Input
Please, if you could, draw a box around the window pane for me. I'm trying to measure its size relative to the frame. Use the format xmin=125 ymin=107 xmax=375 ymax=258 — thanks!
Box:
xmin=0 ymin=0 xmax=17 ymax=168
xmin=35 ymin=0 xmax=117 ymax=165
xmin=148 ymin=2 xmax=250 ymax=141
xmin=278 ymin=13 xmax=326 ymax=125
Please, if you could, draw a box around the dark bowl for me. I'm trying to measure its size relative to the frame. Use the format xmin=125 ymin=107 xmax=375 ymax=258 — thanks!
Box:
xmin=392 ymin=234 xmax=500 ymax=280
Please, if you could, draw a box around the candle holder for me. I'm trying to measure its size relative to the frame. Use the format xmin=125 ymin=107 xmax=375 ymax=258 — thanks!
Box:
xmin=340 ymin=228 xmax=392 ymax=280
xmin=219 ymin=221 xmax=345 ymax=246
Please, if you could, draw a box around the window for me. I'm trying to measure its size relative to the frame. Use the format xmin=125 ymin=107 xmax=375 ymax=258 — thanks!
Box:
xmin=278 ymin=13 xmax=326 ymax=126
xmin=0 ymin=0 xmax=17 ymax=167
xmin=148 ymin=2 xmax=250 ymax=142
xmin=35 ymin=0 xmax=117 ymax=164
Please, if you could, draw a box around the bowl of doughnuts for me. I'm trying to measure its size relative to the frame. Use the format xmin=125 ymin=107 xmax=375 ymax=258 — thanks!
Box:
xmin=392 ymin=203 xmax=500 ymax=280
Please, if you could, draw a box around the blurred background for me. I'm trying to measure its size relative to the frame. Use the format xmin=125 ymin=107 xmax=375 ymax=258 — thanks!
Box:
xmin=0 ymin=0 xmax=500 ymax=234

Exercise
Copy out all of the data above, line for line, with nothing changed.

Worked answer
Please, if you could, draw a box around the window pane for me. I'm trying to measure its size relative to the frame. Use the format xmin=125 ymin=107 xmax=375 ymax=258 — thanks!
Box:
xmin=0 ymin=0 xmax=17 ymax=168
xmin=35 ymin=0 xmax=117 ymax=165
xmin=148 ymin=2 xmax=250 ymax=141
xmin=278 ymin=13 xmax=326 ymax=125
Please, if you could, draw a box around the dark bowl for me. I'm trying to measure its size relative to the frame. Use the format xmin=125 ymin=107 xmax=375 ymax=258 — thanks!
Box:
xmin=392 ymin=234 xmax=500 ymax=280
Please, if you could, draw a box around the candle holder for me. I'm trying to measure its size relative to the frame. Use the format xmin=125 ymin=107 xmax=375 ymax=258 — thanks!
Box:
xmin=340 ymin=228 xmax=392 ymax=280
xmin=219 ymin=221 xmax=345 ymax=246
Please, if you could, draw a box around the window for me. I'm trying to measure its size relative to the frame. Use the format xmin=125 ymin=107 xmax=375 ymax=258 — thanks!
Box:
xmin=278 ymin=13 xmax=326 ymax=126
xmin=0 ymin=0 xmax=17 ymax=167
xmin=148 ymin=2 xmax=250 ymax=142
xmin=35 ymin=0 xmax=117 ymax=164
Please, if you could, draw a box around the bowl of doughnuts for me. I'm trying to measure its size relative to the frame. Use the format xmin=125 ymin=107 xmax=375 ymax=258 — thanks!
Box:
xmin=392 ymin=203 xmax=500 ymax=280
Please, if you could, draw a box around the blurred background for me. I'm trying to measure its size relative to the frame. Use the format xmin=125 ymin=107 xmax=375 ymax=258 — thanks!
Box:
xmin=0 ymin=0 xmax=500 ymax=234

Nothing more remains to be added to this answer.